** Problem **
Convert every item below into a two-column CSV with the header row item_text,points and one row per item. Put the item's text in item_text and its answer in points, each as a single double-quoted field with any line breaks replaced by spaces.

** Records provided **
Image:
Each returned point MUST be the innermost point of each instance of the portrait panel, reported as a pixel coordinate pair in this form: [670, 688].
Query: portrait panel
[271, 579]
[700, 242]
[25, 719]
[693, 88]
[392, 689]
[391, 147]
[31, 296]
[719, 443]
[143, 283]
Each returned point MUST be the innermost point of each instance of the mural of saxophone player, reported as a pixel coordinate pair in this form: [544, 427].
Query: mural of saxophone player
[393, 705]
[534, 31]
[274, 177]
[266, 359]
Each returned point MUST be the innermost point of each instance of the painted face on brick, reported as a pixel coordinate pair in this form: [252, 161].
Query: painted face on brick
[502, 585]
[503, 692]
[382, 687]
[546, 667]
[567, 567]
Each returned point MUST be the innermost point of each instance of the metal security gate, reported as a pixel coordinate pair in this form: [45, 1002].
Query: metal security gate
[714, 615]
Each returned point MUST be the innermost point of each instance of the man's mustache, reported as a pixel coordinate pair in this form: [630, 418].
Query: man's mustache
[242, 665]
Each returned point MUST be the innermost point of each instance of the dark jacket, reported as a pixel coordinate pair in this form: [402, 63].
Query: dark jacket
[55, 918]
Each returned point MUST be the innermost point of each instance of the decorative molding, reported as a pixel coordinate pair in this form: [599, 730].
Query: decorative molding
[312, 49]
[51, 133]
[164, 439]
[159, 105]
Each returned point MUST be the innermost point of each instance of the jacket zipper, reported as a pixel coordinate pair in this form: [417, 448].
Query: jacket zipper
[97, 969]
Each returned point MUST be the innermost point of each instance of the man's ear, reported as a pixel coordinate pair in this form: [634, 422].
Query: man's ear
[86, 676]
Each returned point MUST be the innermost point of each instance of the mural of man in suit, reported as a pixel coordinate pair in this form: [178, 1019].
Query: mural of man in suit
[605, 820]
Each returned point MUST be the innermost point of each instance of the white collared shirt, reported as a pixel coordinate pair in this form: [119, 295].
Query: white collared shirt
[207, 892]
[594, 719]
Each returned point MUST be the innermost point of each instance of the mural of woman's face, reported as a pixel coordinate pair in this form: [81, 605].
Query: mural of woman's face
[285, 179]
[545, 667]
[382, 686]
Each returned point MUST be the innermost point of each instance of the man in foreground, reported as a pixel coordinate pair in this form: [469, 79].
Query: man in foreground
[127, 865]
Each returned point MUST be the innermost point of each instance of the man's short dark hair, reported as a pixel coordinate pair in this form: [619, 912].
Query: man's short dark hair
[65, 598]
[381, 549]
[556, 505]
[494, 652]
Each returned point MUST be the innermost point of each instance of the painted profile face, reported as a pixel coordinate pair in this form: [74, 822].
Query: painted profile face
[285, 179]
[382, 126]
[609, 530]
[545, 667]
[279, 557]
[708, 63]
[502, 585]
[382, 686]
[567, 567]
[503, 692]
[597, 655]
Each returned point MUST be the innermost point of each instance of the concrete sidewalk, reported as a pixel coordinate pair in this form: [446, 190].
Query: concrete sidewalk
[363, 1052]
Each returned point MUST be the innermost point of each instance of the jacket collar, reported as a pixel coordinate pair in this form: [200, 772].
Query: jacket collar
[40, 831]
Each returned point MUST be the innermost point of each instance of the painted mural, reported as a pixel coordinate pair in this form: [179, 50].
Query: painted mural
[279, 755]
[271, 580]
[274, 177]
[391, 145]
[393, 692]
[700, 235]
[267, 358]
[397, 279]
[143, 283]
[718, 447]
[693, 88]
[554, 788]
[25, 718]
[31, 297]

** The answer **
item_text,points
"Image: Each returned point MUST be the innermost point of each instance of the portrait panel, reported as a pixel coordinate pair in this form: [670, 688]. Query: portrait panel","[271, 579] [700, 242] [25, 719] [693, 88] [392, 689] [391, 147] [31, 296] [719, 443] [143, 283]"
"Each returned point MUST be the innermost point of each instance of the mural of saxophone player, reported as a pixel coordinate pair in this form: [544, 427]. Query: mural of saxophone player","[393, 705] [534, 31] [274, 177] [266, 359]"
"Each returned point MUST be the innermost point of each instance of the painted face on brick, reported as a pixel coordinate pair in this form: [252, 161]. Query: painted face on brick","[502, 585] [503, 692] [382, 687] [546, 667] [567, 567]"
"Each returned point MUST be the innermost point of each instance of the metal security gate, reported as a pixel coordinate pair in this form: [45, 1002]. Query: metal security gate","[714, 615]"
"Each returned point MUST be the innermost point of each instance of the man's mustache, reported as a pixel coordinate pair in this form: [630, 418]. Query: man's mustache","[242, 665]"
"Each returned point MUST be the innermost point of each instance of the dark jacket, reported as a pixel coordinate pair in this form: [402, 63]. Query: dark jacket","[55, 918]"
"Each returned point MUST be the innermost point of each instance of the decorative molding, reported as a pixel coordinate pair in this form: [599, 730]. Query: decorative molding","[312, 49] [51, 133] [164, 439] [159, 105]"
"Each returned point MUST be the innermost point of each instance of the jacket zipper, reported as a pixel coordinate pair in this form: [417, 448]. Query: jacket zipper","[97, 969]"
"Each returned point MUST be the innermost point of each instance of the man's ear, reported as a pixel coordinate pair in this form: [634, 422]. Query: man's ear","[86, 676]"
"Each returned point MUST be the innermost point of each instance of the mural of man in suit, reported as a pixel coordinate pair in this form: [178, 1019]. Query: mural of man in suit","[605, 820]"
"Each returned point MUST be the innermost point of each instance of the white collared shirt, reported as a pixel coordinate pair in this form: [119, 295]. Query: white collared shirt","[207, 892] [594, 719]"
"Each returned point MUST be the innermost point of each instance of the mural of woman's face, reported as a pixel coordinate pair in this form: [81, 605]. Query: mural of woman's face","[285, 179] [545, 667] [382, 686]"
"Each returned point MUST be the innermost point of each instance of the man in foreground, reported as a pixel coordinate pair in this form: [469, 79]. Query: man in foreground","[127, 865]"
"Each returned point MUST be the innermost point of each instance of the man's short dark hair, reported as a pixel coordinate pair in this form: [619, 912]. Query: man's short dark hair","[65, 598] [381, 549] [556, 505] [494, 652]"
"Each returned point MUST be the innermost point of each instance of the painted profile face, reported as a pixel coordinate pair in this form: [74, 822]. Query: painted profile face","[285, 179] [382, 126] [609, 530] [545, 667] [279, 557] [708, 63] [502, 585] [382, 686] [567, 567] [503, 692] [597, 655]"
"Each returned point MUST be the innermost point of each instance of the concrete sidewalk, reported as a pixel coordinate pair in this form: [446, 190]. Query: concrete sidewalk","[363, 1052]"
"Each returned point MUST be the innermost point of each instance of the jacket collar, reported as a pixel coordinate pair in this form: [200, 772]. Query: jacket collar","[40, 831]"
"Each returned point MUST be the innermost point of each instance of the painted mural, reported as a pixel coordinate pair in this form: [179, 50]. Query: painted mural","[279, 755] [271, 580] [274, 177] [391, 145] [393, 692] [700, 235] [267, 358] [397, 279] [143, 283] [718, 447] [693, 88] [554, 788] [25, 718] [31, 297]"